### TASK DIRECTIONS
Rewrite everything from the line containing "--target dome with crescent finial" down to the line containing "M 708 60 L 691", both lines included, with every outline coordinate in the answers scaled by 0.25 and rounded to whole numbers, halves rounding up. Leave the numbers in the requests and in the sample reply layouts unchanged.

:::

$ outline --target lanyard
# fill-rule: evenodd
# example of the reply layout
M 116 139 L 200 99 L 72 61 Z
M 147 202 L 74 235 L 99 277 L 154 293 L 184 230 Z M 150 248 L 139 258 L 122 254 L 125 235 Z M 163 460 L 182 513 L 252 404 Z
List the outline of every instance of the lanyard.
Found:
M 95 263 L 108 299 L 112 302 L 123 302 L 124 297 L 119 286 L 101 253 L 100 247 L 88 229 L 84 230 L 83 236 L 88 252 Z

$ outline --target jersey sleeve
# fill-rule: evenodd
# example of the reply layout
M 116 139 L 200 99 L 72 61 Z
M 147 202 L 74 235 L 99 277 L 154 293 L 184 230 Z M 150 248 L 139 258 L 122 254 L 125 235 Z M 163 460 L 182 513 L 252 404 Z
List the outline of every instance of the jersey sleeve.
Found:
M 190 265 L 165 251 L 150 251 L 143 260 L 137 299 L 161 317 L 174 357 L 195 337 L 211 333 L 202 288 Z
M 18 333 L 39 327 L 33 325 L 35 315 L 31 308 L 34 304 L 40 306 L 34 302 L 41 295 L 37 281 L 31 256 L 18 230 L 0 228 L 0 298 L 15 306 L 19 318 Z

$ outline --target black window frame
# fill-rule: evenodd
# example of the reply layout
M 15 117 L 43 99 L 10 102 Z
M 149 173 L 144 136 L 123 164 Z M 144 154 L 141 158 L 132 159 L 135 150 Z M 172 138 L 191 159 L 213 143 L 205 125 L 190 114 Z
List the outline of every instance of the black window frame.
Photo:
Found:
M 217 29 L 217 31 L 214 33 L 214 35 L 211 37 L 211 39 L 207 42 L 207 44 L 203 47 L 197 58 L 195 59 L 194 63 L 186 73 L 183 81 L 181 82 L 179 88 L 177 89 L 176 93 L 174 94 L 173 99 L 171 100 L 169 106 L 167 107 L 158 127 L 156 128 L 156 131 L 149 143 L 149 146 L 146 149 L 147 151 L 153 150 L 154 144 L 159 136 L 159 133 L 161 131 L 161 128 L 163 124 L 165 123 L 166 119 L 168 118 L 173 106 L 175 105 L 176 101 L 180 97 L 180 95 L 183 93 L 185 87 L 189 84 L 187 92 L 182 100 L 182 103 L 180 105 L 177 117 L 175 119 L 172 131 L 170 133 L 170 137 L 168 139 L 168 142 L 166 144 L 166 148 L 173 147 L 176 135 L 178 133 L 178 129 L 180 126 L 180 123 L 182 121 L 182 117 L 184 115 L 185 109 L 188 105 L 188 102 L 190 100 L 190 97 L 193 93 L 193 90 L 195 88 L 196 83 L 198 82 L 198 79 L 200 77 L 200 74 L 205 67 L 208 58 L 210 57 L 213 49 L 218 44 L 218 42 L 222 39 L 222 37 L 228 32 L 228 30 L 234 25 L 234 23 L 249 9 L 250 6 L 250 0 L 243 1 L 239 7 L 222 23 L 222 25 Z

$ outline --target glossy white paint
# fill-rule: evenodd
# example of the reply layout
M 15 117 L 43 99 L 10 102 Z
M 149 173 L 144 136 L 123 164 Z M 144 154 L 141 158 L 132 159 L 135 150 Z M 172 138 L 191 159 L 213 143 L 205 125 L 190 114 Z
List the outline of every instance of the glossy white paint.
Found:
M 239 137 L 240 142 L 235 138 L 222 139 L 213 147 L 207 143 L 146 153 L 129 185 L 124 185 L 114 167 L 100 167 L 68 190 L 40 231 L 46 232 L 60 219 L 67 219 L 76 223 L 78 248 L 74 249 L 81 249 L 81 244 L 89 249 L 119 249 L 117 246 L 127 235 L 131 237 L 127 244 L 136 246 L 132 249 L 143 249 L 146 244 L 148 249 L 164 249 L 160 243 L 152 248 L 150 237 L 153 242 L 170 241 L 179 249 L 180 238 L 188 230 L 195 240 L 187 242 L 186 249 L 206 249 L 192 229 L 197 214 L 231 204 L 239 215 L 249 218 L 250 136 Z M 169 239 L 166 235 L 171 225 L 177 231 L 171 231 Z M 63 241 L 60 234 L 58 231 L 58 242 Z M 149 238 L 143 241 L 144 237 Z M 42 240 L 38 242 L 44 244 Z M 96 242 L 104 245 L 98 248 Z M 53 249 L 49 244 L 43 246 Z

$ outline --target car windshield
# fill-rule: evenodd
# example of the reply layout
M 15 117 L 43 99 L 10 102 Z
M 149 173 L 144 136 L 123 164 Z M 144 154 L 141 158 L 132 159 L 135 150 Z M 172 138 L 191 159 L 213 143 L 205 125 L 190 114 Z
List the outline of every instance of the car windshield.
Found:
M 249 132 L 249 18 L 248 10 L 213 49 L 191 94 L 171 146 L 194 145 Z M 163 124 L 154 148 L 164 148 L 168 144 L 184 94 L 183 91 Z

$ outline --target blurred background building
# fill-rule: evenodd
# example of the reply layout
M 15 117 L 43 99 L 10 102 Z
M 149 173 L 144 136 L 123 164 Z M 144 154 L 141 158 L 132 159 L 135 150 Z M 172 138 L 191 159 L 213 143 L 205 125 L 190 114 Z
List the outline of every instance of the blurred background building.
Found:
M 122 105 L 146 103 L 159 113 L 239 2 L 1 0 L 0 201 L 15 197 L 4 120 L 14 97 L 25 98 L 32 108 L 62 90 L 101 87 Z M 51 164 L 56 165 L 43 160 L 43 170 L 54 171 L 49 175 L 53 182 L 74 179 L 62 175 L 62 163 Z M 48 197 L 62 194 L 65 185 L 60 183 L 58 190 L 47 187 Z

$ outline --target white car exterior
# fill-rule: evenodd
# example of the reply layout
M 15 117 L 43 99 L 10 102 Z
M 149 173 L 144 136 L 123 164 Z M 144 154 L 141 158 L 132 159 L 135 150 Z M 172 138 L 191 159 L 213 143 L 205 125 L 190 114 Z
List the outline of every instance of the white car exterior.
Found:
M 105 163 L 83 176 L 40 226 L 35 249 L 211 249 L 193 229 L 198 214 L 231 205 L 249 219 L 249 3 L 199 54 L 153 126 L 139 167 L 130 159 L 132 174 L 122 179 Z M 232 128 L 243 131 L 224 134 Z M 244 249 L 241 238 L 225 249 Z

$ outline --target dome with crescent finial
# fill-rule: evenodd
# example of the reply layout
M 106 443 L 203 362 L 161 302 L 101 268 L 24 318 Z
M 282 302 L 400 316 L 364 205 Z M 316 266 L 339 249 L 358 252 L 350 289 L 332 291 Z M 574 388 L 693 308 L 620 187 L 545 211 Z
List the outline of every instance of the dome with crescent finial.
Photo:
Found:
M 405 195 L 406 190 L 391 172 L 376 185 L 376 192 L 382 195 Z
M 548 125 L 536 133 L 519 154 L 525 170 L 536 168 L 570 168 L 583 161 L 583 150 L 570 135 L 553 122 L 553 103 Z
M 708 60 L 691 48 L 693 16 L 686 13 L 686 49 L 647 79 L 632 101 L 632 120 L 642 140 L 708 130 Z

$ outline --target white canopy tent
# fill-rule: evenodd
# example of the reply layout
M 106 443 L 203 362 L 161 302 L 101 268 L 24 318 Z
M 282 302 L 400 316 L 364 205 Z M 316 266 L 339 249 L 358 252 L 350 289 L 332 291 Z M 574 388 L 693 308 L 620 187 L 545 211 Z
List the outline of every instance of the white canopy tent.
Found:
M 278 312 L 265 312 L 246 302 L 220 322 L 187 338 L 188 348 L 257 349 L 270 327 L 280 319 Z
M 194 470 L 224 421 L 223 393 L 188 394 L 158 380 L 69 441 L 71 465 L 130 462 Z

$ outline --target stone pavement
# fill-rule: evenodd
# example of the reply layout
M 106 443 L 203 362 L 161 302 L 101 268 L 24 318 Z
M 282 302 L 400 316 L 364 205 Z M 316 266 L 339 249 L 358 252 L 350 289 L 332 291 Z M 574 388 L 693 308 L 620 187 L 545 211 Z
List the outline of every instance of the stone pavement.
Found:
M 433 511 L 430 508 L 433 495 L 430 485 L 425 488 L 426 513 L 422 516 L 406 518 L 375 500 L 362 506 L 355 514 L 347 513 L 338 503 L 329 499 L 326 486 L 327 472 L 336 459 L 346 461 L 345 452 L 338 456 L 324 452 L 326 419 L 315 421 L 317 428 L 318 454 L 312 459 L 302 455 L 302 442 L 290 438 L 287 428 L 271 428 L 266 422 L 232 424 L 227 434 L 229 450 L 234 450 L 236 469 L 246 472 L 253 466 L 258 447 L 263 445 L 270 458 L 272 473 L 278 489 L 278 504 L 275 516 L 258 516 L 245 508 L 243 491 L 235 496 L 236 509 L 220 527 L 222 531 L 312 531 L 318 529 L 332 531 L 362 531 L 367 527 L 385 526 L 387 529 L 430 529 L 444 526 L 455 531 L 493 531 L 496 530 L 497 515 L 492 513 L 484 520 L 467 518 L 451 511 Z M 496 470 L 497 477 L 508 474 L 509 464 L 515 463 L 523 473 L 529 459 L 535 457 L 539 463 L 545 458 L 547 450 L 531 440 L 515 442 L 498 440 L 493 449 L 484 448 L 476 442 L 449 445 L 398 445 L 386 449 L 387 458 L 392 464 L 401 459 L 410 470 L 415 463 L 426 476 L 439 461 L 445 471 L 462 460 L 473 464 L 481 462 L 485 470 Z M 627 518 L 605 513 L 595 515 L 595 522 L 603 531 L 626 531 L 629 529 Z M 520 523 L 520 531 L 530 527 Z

:::

### TASK RESULT
$ outline --target dome with crescent finial
# fill-rule: evenodd
# example of the reply layout
M 106 443 L 203 362 L 161 302 L 101 268 L 24 318 Z
M 282 302 L 400 316 L 364 205 Z M 316 266 L 339 249 L 358 252 L 350 289 L 332 291 Z M 574 388 L 693 308 L 620 187 L 545 211 Z
List the outline of every instance of the dome with crescent finial.
Photo:
Found:
M 101 49 L 102 48 L 98 43 L 94 46 L 94 48 L 96 49 Z
M 137 31 L 134 33 L 130 39 L 131 43 L 134 42 L 143 42 L 146 40 L 146 38 L 143 34 L 138 31 L 138 26 Z
M 177 15 L 173 12 L 173 4 L 172 3 L 172 12 L 162 20 L 158 25 L 158 30 L 161 35 L 177 33 Z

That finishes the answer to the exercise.